= What you need to do =
Transcribe the interview text word for word, beginning at the words "It is only by" and stopping after the words "contribute to religion.".

= Text shown =
● ● ● ● ●

It is only by so doing that we may be able to seek out the way to peace together. Whoever it is or whichever country it may be must not adopt extremist or violent approaches: helping others is helping oneself. I am not what the Chinese call the "living Buddha"; I am just a guru, but I am most willing to influence more people favorably in my remaining years and contribute to religion.

Q: It can be said that you are the ambassador of peace. How do you apply your wisdom and compassion to the Chinese government?

A: It is my belief that there are no such things as unresolvable disputes in this world. With regard to the Tibetan issue, what we want to talk about is the issue of legitimacy. When confronted by a problem, everyone tends to steer clear of it, but this will not help in resolving the problem at all. China has become a powerful country and will certainly grow to be more powerful, which is precisely the reason why it does not have to use force to resolve a problem. We are prepared to sit down and talk with the Chinese officials. My feeling is that China is also changing. In the past few years, the Chinese officials have as always directed personal attacks at me and exhibited no desire to talk about peace; but recently, the state of affairs has changed and we have been in contact with each other. In September this year, we dispatched an official delegation and its members had the opportunity to engage in a constructive and open dialog with the Chinese officials. We hope that based on the mutual trust between the two sides, such a channel of dialog would be established, and it is only through dialog that misunderstandings and suspicions could be resolved.

● ● ● ● ●

= Information =
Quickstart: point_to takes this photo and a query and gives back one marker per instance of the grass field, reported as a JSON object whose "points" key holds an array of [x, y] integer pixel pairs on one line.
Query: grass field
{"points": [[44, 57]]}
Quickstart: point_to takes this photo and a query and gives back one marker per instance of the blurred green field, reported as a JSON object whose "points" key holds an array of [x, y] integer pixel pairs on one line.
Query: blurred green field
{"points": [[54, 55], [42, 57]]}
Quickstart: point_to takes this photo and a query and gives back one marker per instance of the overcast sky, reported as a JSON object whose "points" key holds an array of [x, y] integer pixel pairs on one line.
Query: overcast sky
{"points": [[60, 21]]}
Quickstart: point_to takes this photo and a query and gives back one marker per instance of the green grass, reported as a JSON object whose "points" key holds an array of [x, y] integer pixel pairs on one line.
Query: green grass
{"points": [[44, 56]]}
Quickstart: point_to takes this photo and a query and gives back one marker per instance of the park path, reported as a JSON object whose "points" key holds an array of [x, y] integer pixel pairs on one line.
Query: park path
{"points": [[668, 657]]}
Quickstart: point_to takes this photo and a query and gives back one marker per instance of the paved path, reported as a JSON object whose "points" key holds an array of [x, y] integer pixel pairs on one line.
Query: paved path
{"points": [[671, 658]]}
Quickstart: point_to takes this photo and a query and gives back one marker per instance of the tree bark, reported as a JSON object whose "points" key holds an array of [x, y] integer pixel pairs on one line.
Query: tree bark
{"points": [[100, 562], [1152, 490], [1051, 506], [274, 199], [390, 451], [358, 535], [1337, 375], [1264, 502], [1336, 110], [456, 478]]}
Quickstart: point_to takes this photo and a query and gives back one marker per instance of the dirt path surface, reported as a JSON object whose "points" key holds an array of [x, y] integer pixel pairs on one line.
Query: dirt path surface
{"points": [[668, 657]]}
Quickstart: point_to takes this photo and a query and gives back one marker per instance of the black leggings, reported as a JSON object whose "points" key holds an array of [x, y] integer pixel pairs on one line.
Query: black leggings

● ● ● ● ●

= Completed exercise =
It is only by so doing that we may be able to seek out the way to peace together. Whoever it is or whichever country it may be must not adopt extremist or violent approaches: helping others is helping oneself. I am not what the Chinese call the "living Buddha"; I am just a guru, but I am most willing to influence more people favorably in my remaining years and contribute to religion.